(Position annotation records)
## Start

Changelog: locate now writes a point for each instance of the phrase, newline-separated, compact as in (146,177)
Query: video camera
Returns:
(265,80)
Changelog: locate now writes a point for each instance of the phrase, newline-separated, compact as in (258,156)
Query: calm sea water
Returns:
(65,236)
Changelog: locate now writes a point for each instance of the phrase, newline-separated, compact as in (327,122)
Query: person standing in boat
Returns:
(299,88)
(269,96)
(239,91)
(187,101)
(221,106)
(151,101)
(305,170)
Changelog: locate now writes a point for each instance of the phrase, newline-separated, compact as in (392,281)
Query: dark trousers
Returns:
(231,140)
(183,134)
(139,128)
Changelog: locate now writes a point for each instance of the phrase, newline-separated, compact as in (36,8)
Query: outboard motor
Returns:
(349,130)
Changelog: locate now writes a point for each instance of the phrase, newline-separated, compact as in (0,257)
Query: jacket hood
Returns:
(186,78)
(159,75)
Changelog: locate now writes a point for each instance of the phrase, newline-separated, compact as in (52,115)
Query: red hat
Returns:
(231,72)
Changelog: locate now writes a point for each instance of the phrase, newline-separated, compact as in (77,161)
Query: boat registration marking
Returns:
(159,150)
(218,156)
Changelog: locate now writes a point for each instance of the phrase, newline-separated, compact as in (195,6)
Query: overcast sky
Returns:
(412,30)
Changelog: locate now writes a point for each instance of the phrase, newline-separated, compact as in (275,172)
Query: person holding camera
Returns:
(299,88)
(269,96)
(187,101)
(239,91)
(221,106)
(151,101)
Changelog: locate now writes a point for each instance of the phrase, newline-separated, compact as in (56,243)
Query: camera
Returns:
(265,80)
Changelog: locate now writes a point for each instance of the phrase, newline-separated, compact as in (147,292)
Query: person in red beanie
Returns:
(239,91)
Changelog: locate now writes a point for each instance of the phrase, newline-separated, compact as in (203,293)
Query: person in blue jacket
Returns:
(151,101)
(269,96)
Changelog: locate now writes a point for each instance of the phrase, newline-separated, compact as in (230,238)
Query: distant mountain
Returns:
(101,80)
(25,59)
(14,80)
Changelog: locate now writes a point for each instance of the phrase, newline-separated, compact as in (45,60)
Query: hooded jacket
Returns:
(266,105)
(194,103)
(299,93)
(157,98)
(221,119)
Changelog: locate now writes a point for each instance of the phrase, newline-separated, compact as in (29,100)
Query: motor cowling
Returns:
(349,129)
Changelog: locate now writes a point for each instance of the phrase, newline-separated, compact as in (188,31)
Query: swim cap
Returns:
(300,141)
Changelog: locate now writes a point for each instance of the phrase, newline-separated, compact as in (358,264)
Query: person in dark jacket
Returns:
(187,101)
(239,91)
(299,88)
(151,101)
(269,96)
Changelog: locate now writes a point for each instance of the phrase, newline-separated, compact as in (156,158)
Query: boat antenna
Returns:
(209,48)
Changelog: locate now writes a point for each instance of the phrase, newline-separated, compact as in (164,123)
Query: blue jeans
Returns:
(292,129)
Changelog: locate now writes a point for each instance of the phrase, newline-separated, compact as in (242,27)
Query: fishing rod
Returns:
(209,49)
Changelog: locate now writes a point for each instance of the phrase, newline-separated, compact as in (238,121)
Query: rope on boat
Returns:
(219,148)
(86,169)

## End

**Written instruction**
Your task is to quote all of the data word for word.

**Exercise result**
Changelog: locate now writes a point for each instance of the phrase, newline-separated, compact as in (146,177)
Query: video camera
Returns:
(265,80)
Changelog: locate now writes a point for each instance of the phrase, newline-separated, compact as in (258,156)
Query: calm sea water
Returns:
(65,236)
Changelog: locate now writes a point for each instance of the phrase, newline-separated, compact as in (327,122)
Query: person standing in boat
Returns:
(299,88)
(269,96)
(239,91)
(187,101)
(221,106)
(151,101)
(305,170)
Changelog: locate now writes a point for each instance of the phrase, newline-separated, compact as in (392,281)
Query: dark trousers
Returns:
(231,140)
(183,134)
(139,128)
Changelog: locate now writes a point for each instance of the phrase, newline-separated, compact as in (36,8)
Query: outboard motor
Returns:
(349,130)
Changelog: locate now writes a point for each instance of the phrase, newline-separated, compact as in (0,257)
Query: jacket hood
Returns:
(186,78)
(159,75)
Changelog: locate now writes a point for each instance of the phrase, newline-separated, compact as in (52,115)
Query: red hat
Returns:
(231,72)
Changelog: locate now writes a point for each instance of the phrase, newline-separated, compact as in (77,161)
Query: boat registration marking
Returns:
(159,150)
(218,156)
Changelog: locate now writes a point for each instance of the phrase, newline-separated, compact as in (195,6)
Query: overcast sky
Returns:
(412,30)
Changelog: locate now writes a point for each instance of the phrase, newline-separated, compact as in (275,172)
Query: person holding camera
Returns:
(299,88)
(269,96)
(187,101)
(239,91)
(221,106)
(151,101)
Changelog: locate now writes a point for each instance of the phrase, newline-separated, compact as in (56,243)
Query: camera
Returns:
(265,80)
Changelog: locate now writes a point for each instance of the phrase, newline-separated, compact as in (147,292)
Query: person in red beanie
Returns:
(239,91)
Changelog: locate now writes a point for each instance of the phrase, newline-separated, compact as in (203,293)
Query: person in blue jacket
Returns:
(151,101)
(269,96)
Changelog: locate now writes a point for each instance of the phrase, newline-separated, compact as in (230,238)
Query: distant mountain
Returns:
(101,80)
(25,59)
(14,80)
Changelog: locate now writes a point for each instance of the phrase, newline-separated, compact as in (45,60)
Query: hooded jacket
Returns:
(266,105)
(194,103)
(299,93)
(157,98)
(221,119)
Changelog: locate now writes a point for each instance of the phrase, newline-separated, compact as in (29,100)
Query: motor cowling
Returns:
(349,129)
Changelog: locate now writes a point for each instance of the phrase, newline-separated, compact as in (188,31)
Query: swim cap
Returns:
(300,141)
Changelog: locate now writes a point for each instance of the phrase, newline-separated, compact as in (358,264)
Query: person in dark jacket
Returns:
(187,101)
(239,91)
(299,88)
(151,101)
(269,96)
Changelog: locate now writes a point for each instance of the phrase, newline-separated, compact as in (156,158)
Query: boat antenna
Returns:
(209,48)
Changelog: locate now writes a point for each instance of the phrase, newline-separated, compact as in (164,123)
Query: blue jeans
Returns:
(292,129)
Changelog: locate now writes a point for each instance of the phrase, newline-separated, compact as in (242,27)
Query: fishing rod
Returns:
(209,49)
Changelog: locate now writes a point for each instance of the phrase, newline-separated, compact as in (238,121)
Query: rope on boat
Returns:
(219,148)
(86,169)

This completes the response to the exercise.